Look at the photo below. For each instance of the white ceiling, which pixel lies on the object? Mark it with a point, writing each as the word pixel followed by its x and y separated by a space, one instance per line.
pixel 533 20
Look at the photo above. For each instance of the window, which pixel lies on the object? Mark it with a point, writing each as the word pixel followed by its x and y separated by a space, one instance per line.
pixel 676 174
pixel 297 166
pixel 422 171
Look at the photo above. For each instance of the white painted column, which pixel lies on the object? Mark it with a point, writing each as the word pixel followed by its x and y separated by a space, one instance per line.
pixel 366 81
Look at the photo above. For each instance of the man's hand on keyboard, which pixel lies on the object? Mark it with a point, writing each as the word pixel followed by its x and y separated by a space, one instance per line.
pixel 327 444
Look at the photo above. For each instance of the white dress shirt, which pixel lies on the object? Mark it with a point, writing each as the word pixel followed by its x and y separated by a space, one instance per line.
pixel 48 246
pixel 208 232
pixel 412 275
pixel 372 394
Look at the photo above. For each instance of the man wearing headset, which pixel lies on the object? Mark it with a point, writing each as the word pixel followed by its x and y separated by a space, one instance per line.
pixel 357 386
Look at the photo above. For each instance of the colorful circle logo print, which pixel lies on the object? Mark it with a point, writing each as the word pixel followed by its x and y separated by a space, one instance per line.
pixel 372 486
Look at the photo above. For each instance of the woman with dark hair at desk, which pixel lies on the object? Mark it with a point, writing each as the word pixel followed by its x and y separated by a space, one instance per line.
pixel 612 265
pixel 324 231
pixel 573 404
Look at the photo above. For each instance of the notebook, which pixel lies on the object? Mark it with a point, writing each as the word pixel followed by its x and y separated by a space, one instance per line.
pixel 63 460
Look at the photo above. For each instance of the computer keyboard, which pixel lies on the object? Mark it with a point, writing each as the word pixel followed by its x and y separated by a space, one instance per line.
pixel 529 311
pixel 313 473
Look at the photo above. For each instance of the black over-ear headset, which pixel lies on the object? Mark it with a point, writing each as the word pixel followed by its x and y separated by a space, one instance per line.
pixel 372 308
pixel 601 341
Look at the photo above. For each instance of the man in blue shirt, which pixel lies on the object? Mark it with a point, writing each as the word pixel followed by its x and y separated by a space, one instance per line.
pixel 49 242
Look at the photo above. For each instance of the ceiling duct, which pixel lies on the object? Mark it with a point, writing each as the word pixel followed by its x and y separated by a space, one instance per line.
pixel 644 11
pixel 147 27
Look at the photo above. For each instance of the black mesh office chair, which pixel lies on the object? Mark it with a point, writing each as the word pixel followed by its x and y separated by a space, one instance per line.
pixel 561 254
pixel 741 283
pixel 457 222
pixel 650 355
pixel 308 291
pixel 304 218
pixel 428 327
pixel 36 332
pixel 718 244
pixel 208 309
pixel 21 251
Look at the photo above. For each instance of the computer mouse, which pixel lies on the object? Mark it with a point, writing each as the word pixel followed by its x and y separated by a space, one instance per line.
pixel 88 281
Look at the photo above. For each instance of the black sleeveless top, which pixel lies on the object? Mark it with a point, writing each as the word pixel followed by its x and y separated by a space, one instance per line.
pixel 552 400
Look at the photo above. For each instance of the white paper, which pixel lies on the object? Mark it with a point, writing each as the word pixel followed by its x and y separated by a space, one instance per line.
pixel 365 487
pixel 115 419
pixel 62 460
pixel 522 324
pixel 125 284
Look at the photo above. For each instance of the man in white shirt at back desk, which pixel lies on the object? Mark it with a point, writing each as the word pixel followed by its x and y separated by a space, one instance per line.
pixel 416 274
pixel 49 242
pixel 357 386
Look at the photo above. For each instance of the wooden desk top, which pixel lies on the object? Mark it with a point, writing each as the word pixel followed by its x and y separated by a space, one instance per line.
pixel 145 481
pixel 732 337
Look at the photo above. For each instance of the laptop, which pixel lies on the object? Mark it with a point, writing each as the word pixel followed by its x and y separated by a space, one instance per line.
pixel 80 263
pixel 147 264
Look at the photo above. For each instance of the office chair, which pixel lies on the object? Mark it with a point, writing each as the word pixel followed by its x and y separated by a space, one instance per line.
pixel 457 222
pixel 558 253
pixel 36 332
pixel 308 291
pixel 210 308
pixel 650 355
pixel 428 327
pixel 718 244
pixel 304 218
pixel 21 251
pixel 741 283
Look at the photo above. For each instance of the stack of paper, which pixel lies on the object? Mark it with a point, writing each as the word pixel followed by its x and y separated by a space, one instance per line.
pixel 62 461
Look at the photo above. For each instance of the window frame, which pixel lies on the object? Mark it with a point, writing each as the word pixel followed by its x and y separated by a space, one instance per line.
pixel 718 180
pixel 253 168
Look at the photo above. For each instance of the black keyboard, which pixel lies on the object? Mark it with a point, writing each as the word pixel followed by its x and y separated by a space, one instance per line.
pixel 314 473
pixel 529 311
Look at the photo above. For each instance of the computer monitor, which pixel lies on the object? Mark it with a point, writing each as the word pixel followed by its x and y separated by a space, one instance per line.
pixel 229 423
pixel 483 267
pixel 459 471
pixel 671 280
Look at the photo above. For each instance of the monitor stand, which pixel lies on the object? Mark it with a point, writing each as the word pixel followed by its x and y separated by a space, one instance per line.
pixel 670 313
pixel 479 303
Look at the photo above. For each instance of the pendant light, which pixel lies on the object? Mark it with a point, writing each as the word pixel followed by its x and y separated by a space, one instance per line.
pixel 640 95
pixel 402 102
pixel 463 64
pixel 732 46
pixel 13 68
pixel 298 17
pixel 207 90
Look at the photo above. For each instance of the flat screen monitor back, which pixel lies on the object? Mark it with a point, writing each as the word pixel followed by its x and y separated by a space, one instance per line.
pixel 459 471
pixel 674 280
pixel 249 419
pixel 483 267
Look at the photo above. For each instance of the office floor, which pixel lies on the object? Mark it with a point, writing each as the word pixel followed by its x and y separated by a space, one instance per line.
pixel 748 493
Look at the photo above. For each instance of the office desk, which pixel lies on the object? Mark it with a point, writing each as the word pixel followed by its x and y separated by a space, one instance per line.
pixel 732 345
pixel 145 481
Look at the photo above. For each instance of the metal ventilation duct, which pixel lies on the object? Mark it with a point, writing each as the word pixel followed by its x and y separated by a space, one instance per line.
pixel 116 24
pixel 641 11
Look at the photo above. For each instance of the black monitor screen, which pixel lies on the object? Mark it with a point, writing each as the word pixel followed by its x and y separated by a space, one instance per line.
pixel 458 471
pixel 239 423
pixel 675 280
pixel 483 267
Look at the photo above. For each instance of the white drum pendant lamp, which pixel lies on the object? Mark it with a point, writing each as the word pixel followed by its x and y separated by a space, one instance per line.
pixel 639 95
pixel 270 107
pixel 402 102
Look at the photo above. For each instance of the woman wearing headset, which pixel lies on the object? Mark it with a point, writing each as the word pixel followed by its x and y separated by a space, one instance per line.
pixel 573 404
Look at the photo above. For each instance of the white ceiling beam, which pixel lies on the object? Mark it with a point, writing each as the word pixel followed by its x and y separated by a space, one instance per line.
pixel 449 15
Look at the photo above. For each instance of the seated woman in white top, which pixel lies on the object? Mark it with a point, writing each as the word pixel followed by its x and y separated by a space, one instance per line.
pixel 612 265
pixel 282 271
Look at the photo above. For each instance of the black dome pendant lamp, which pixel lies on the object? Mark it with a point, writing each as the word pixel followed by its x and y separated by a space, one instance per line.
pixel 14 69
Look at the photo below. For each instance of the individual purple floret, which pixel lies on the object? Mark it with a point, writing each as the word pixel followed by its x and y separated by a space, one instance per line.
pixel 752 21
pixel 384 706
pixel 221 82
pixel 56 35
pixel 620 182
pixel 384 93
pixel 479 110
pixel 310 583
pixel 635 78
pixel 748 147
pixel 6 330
------
→ REQUEST:
Reproduce, without any change, everything in the records above from the line containing "computer mouse, which" down to the line containing "pixel 88 281", with both of those lines included.

→ COMPLETED EXERCISE:
Look at the photo above. For each instance of the computer mouse, which pixel lies on the object? Mark it with a point, writing each as the word pixel followed by its x and y separated by a space, one instance per line.
pixel 88 281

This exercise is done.